■ **Goal of the exercise**:
From the line containing "Where can you see the pale" through the end of the material, inclusive, reproduce the lines with "pale pink macaron" swapped for "light pink macaron" and nothing else changed.

■ **Pointing dataset excerpts**:
++++++++++
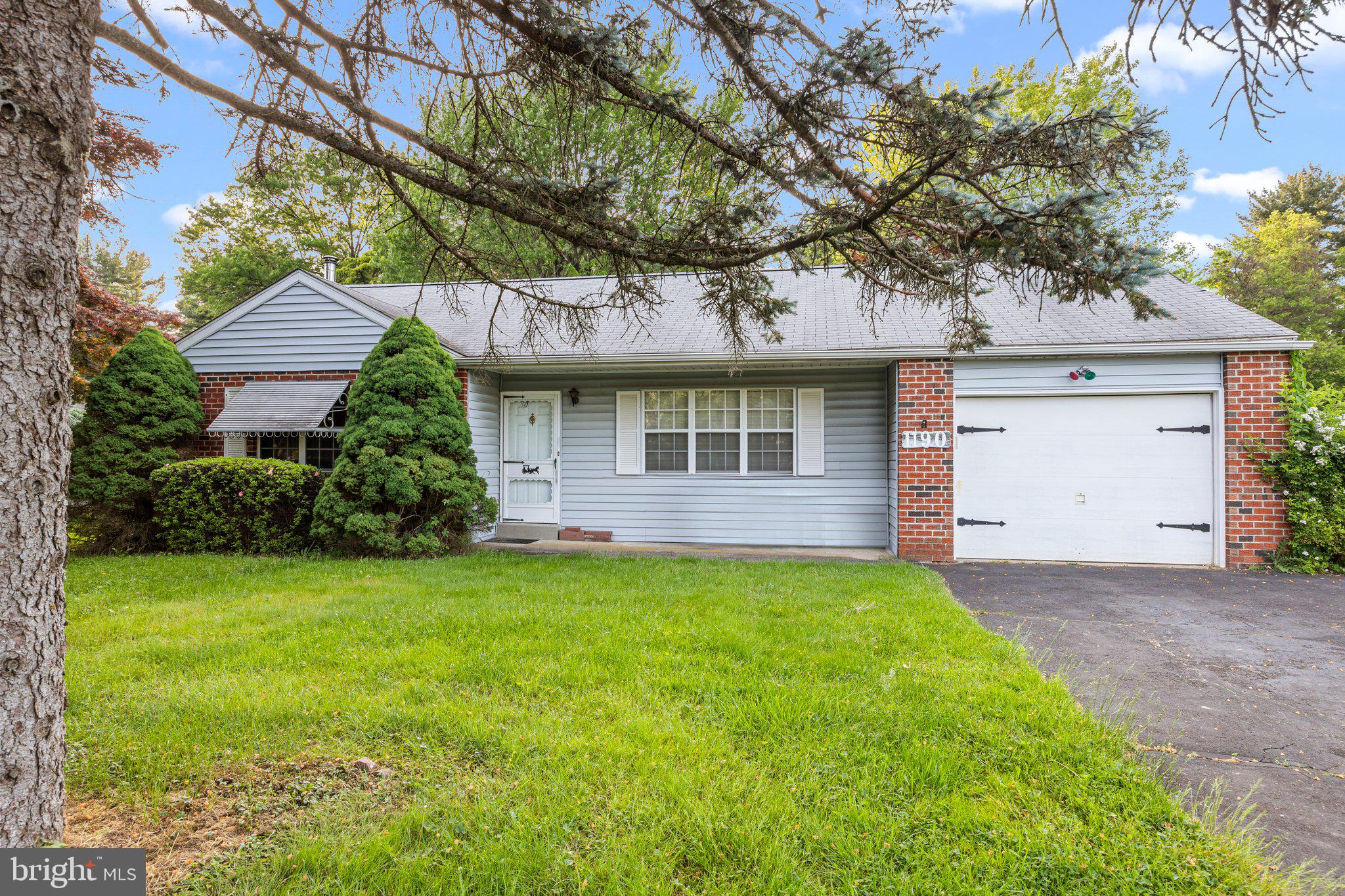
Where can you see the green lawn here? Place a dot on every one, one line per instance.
(595, 725)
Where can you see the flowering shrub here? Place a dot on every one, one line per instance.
(1310, 475)
(236, 505)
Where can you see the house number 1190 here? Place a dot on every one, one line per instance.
(926, 438)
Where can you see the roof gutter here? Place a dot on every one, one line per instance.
(759, 359)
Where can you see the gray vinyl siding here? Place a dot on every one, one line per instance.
(845, 507)
(889, 381)
(483, 417)
(295, 331)
(1119, 371)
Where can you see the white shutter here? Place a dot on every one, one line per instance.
(628, 435)
(234, 446)
(811, 459)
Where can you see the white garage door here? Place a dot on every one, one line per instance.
(1102, 479)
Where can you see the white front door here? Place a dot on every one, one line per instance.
(531, 454)
(1102, 479)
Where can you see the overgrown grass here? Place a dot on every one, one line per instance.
(579, 725)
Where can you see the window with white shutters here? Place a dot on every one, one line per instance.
(721, 431)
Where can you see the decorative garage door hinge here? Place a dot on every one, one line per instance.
(1202, 427)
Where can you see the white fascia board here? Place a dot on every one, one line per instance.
(319, 285)
(1201, 347)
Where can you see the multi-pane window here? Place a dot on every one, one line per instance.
(718, 423)
(770, 423)
(705, 431)
(667, 430)
(282, 448)
(320, 452)
(314, 450)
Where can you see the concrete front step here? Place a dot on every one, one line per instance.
(535, 531)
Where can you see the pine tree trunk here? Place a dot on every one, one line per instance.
(46, 108)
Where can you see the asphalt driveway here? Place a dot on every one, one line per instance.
(1243, 670)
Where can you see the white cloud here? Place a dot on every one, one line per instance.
(1237, 186)
(990, 6)
(1201, 244)
(181, 214)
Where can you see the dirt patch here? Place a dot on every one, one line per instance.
(191, 829)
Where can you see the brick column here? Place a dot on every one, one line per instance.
(925, 476)
(1254, 517)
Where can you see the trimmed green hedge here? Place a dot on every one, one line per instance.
(236, 505)
(1310, 473)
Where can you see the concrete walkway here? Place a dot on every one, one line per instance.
(720, 551)
(1242, 673)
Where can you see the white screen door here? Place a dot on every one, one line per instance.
(531, 454)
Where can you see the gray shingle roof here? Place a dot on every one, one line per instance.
(827, 319)
(278, 408)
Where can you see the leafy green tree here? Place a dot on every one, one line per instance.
(143, 412)
(121, 270)
(1310, 473)
(1310, 191)
(1141, 200)
(269, 222)
(405, 481)
(1283, 270)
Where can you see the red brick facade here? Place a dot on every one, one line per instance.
(925, 476)
(213, 396)
(1254, 521)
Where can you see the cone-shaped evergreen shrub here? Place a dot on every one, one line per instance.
(143, 412)
(405, 481)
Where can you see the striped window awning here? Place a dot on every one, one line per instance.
(282, 409)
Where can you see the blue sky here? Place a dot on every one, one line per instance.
(981, 33)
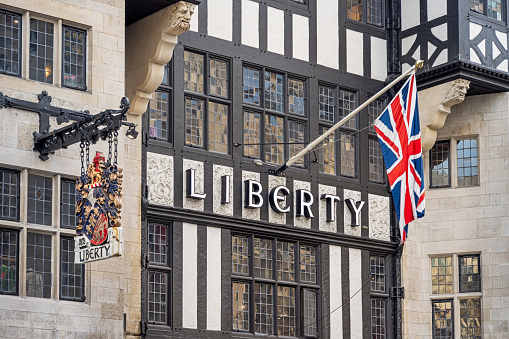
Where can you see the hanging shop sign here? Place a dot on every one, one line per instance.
(98, 206)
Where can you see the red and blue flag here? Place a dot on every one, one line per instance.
(399, 133)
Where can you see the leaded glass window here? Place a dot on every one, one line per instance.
(41, 51)
(9, 192)
(38, 265)
(40, 195)
(72, 276)
(10, 43)
(74, 58)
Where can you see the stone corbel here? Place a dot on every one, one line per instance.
(435, 105)
(149, 46)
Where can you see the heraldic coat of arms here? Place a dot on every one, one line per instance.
(98, 201)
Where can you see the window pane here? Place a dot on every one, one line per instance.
(308, 264)
(74, 58)
(441, 275)
(310, 313)
(262, 259)
(264, 308)
(68, 204)
(347, 142)
(326, 102)
(327, 153)
(286, 311)
(274, 139)
(9, 192)
(71, 274)
(39, 199)
(240, 252)
(285, 261)
(378, 330)
(193, 72)
(219, 77)
(251, 82)
(157, 243)
(470, 273)
(442, 320)
(157, 297)
(354, 10)
(8, 261)
(296, 96)
(374, 12)
(274, 91)
(376, 161)
(378, 274)
(218, 127)
(251, 134)
(10, 43)
(470, 318)
(439, 155)
(468, 171)
(158, 115)
(41, 51)
(240, 318)
(194, 122)
(38, 280)
(296, 139)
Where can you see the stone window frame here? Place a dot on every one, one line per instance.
(299, 286)
(456, 296)
(453, 162)
(58, 61)
(54, 230)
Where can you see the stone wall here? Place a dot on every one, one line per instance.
(112, 285)
(462, 220)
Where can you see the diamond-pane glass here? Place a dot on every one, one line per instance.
(41, 51)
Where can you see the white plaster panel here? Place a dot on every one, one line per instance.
(250, 23)
(300, 37)
(475, 29)
(327, 39)
(355, 265)
(218, 208)
(327, 226)
(502, 37)
(336, 293)
(379, 217)
(194, 20)
(354, 52)
(410, 15)
(160, 179)
(300, 221)
(378, 59)
(198, 166)
(220, 18)
(436, 9)
(213, 278)
(440, 32)
(189, 276)
(275, 217)
(275, 30)
(349, 229)
(249, 213)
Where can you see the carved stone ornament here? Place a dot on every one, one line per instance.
(149, 46)
(435, 105)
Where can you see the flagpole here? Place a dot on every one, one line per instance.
(311, 145)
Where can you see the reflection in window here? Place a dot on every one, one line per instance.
(439, 155)
(468, 174)
(41, 51)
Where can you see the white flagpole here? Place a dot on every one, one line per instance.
(311, 145)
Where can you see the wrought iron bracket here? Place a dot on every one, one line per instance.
(85, 127)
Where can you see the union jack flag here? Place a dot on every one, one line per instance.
(399, 134)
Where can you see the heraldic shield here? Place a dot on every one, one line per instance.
(98, 200)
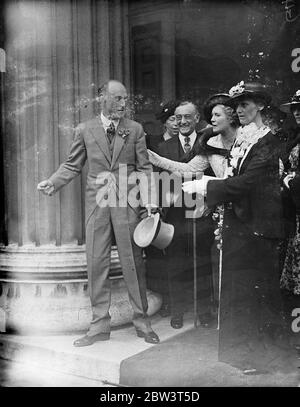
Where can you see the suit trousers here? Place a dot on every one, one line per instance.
(99, 232)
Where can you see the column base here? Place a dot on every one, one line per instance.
(44, 290)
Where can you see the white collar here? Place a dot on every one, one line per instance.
(215, 141)
(106, 122)
(192, 137)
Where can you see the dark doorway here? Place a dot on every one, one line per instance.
(146, 74)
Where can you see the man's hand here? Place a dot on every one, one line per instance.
(199, 186)
(46, 187)
(149, 210)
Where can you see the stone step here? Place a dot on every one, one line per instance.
(98, 362)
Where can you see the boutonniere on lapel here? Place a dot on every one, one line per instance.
(123, 133)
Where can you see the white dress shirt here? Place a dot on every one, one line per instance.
(106, 122)
(192, 137)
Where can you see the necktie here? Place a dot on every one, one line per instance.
(111, 131)
(187, 146)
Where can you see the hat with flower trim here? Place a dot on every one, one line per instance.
(249, 89)
(295, 100)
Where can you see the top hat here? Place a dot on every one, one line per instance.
(167, 110)
(152, 230)
(248, 89)
(295, 100)
(212, 101)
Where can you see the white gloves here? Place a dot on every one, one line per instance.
(46, 187)
(199, 186)
(153, 157)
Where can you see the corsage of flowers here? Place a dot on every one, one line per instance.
(218, 217)
(237, 89)
(123, 133)
(296, 97)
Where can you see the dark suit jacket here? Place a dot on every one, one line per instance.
(173, 150)
(254, 193)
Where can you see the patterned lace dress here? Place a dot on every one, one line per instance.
(290, 278)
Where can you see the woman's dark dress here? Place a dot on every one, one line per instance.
(252, 327)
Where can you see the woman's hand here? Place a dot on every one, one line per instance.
(153, 157)
(287, 179)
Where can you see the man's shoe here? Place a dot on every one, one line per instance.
(150, 337)
(177, 322)
(165, 310)
(89, 340)
(207, 320)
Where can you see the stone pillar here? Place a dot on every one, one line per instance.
(57, 55)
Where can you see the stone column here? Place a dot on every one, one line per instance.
(57, 55)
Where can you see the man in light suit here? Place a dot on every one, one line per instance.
(115, 149)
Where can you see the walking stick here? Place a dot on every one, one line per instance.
(195, 271)
(220, 279)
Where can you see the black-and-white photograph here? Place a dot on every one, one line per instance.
(149, 195)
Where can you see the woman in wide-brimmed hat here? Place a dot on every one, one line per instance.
(251, 314)
(214, 144)
(290, 278)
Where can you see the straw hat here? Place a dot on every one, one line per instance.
(251, 89)
(152, 230)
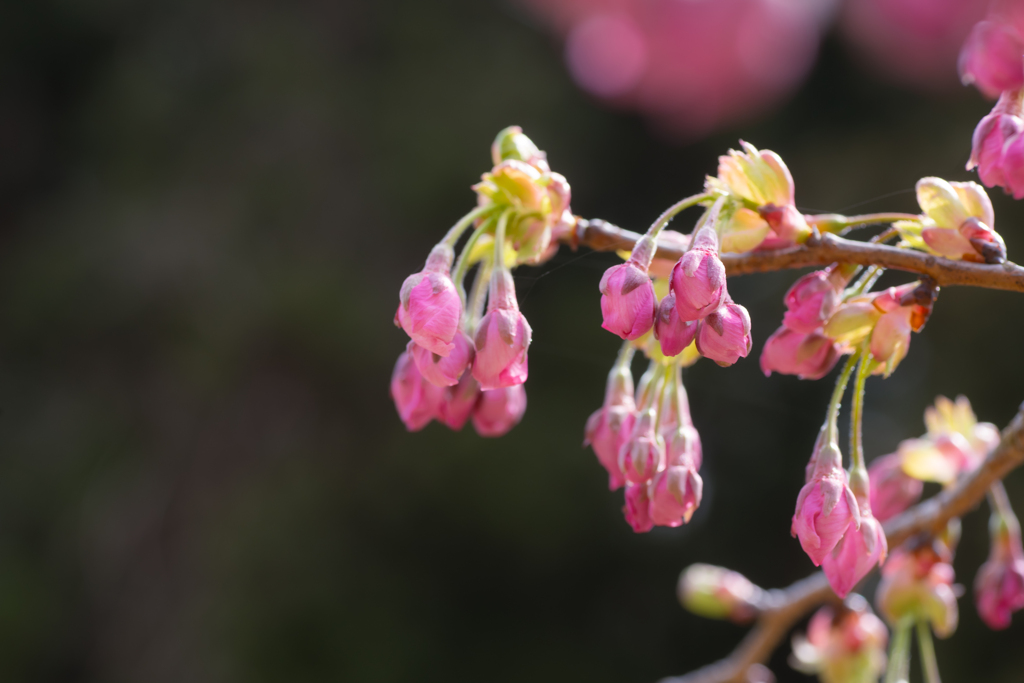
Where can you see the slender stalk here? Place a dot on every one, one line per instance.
(927, 648)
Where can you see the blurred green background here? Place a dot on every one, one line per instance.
(206, 212)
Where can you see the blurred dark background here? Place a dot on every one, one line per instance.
(206, 212)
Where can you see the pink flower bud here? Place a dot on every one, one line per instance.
(675, 495)
(810, 301)
(459, 401)
(499, 411)
(825, 506)
(643, 453)
(724, 336)
(698, 279)
(673, 333)
(502, 338)
(430, 307)
(809, 356)
(417, 399)
(991, 58)
(628, 301)
(444, 371)
(892, 491)
(637, 508)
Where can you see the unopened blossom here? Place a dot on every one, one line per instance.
(637, 508)
(628, 301)
(444, 371)
(918, 583)
(417, 399)
(498, 411)
(502, 338)
(810, 356)
(429, 306)
(698, 279)
(998, 588)
(825, 506)
(718, 593)
(843, 646)
(892, 489)
(673, 333)
(459, 401)
(724, 336)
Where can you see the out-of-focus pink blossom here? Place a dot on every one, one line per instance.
(628, 301)
(725, 335)
(810, 356)
(502, 338)
(637, 508)
(444, 371)
(673, 333)
(498, 411)
(417, 399)
(892, 491)
(459, 401)
(429, 306)
(825, 506)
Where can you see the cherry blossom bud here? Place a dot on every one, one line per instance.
(417, 399)
(675, 495)
(643, 453)
(991, 59)
(637, 508)
(498, 411)
(628, 301)
(998, 588)
(459, 401)
(698, 279)
(892, 491)
(672, 333)
(809, 356)
(502, 338)
(724, 336)
(718, 593)
(430, 307)
(825, 506)
(444, 371)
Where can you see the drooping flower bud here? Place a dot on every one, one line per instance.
(718, 593)
(502, 338)
(417, 399)
(429, 306)
(628, 301)
(724, 336)
(809, 356)
(459, 401)
(861, 548)
(444, 371)
(498, 411)
(892, 491)
(698, 279)
(637, 508)
(673, 333)
(825, 506)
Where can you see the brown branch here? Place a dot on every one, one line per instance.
(782, 608)
(601, 236)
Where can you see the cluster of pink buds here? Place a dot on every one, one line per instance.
(463, 361)
(992, 59)
(843, 645)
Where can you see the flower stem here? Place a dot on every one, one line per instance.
(927, 649)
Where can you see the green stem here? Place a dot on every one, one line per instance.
(899, 654)
(927, 649)
(452, 238)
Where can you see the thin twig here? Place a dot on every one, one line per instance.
(782, 608)
(601, 236)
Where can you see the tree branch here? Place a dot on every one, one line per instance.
(782, 608)
(601, 236)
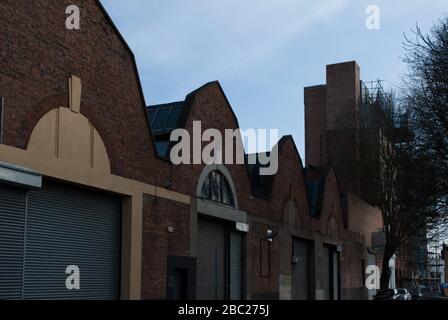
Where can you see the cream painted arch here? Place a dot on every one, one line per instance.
(65, 146)
(69, 136)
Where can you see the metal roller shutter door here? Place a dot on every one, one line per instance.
(70, 226)
(236, 244)
(301, 274)
(12, 225)
(326, 272)
(211, 261)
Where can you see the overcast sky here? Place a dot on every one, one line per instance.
(264, 52)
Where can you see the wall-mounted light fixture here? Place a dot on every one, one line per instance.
(271, 235)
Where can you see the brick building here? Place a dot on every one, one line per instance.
(85, 181)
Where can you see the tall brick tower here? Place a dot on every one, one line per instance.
(331, 112)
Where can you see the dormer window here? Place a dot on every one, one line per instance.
(217, 188)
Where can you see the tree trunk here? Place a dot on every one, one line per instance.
(385, 276)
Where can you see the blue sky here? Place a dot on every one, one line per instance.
(264, 52)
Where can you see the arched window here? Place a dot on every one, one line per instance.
(216, 188)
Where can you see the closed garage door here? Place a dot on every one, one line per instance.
(211, 266)
(55, 227)
(219, 263)
(301, 270)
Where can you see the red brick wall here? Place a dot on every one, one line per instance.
(37, 56)
(158, 243)
(315, 125)
(363, 218)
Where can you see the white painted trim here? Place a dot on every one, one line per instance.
(19, 176)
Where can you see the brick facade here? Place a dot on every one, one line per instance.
(38, 55)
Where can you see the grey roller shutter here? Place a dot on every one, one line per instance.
(71, 226)
(301, 274)
(12, 223)
(211, 261)
(236, 243)
(326, 272)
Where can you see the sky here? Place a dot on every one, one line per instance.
(264, 52)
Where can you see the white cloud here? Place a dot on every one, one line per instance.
(215, 38)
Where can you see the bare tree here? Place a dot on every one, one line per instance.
(391, 164)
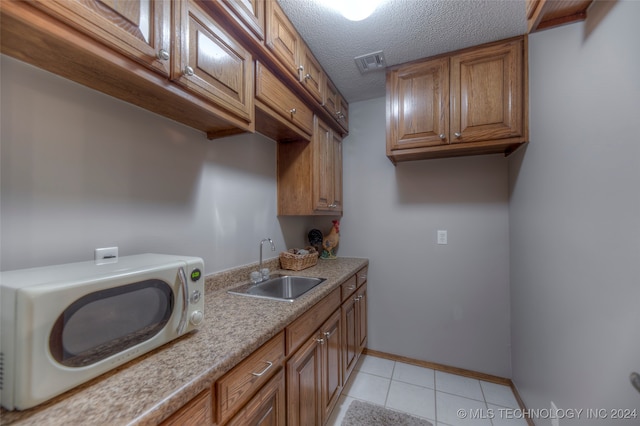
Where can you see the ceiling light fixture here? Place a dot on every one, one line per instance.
(353, 10)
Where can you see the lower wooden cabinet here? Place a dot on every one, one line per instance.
(195, 413)
(267, 407)
(236, 388)
(354, 329)
(295, 378)
(314, 376)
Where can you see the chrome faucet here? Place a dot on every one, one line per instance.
(273, 248)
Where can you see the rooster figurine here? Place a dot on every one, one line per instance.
(330, 242)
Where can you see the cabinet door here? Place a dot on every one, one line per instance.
(311, 74)
(418, 105)
(304, 385)
(271, 91)
(487, 93)
(331, 367)
(267, 407)
(211, 63)
(327, 178)
(361, 318)
(195, 412)
(251, 13)
(282, 38)
(330, 98)
(349, 337)
(139, 29)
(336, 143)
(343, 112)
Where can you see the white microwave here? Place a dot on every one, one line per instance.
(64, 325)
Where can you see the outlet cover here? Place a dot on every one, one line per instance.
(106, 255)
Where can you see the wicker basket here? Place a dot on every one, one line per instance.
(297, 262)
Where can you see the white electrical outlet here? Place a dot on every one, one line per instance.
(106, 255)
(555, 421)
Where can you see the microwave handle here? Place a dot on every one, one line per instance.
(185, 300)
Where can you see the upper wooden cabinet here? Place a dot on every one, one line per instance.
(327, 157)
(138, 29)
(251, 13)
(290, 50)
(335, 105)
(466, 103)
(113, 47)
(542, 14)
(282, 38)
(281, 114)
(311, 74)
(419, 101)
(310, 174)
(487, 93)
(211, 63)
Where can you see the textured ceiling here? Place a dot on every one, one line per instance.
(404, 29)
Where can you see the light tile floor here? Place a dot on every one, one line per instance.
(442, 398)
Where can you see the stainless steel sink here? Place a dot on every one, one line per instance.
(281, 287)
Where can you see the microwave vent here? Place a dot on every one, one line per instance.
(370, 62)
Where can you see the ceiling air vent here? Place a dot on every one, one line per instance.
(370, 62)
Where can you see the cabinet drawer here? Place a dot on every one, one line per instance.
(349, 287)
(195, 412)
(281, 100)
(238, 386)
(310, 321)
(361, 276)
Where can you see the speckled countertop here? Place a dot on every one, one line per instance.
(148, 389)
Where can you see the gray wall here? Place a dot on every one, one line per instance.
(82, 170)
(441, 303)
(575, 219)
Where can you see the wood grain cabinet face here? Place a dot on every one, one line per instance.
(354, 329)
(466, 103)
(235, 389)
(138, 29)
(486, 94)
(267, 407)
(210, 62)
(327, 179)
(282, 38)
(282, 101)
(418, 97)
(251, 13)
(194, 413)
(314, 380)
(310, 174)
(311, 74)
(335, 104)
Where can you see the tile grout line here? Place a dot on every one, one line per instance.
(386, 398)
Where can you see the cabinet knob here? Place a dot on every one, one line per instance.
(163, 55)
(269, 365)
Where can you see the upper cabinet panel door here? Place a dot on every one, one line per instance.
(251, 14)
(418, 105)
(282, 38)
(211, 63)
(139, 29)
(312, 75)
(487, 93)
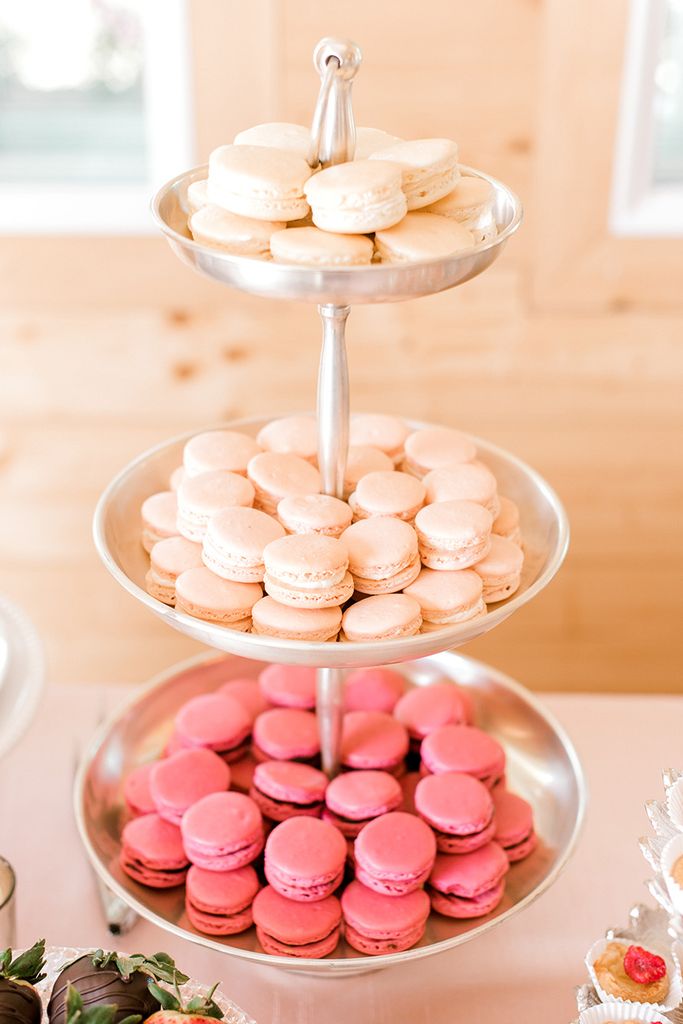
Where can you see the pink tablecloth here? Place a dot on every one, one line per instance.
(523, 971)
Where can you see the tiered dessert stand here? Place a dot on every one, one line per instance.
(542, 761)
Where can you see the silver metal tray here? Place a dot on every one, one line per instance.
(542, 766)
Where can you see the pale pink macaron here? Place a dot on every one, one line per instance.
(293, 434)
(360, 460)
(310, 625)
(229, 450)
(382, 554)
(314, 514)
(471, 481)
(378, 430)
(507, 521)
(281, 474)
(235, 542)
(392, 494)
(433, 448)
(159, 513)
(307, 570)
(167, 560)
(202, 496)
(204, 595)
(447, 597)
(453, 535)
(385, 616)
(501, 569)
++++++++++
■ **Task solution**:
Where can you see the light pink macaron here? Place a dot on every one, one line per instance.
(293, 434)
(360, 460)
(310, 625)
(229, 450)
(382, 554)
(314, 514)
(471, 481)
(378, 430)
(507, 521)
(281, 474)
(235, 542)
(392, 494)
(433, 448)
(159, 513)
(307, 570)
(167, 560)
(202, 496)
(204, 595)
(447, 597)
(453, 535)
(385, 616)
(501, 569)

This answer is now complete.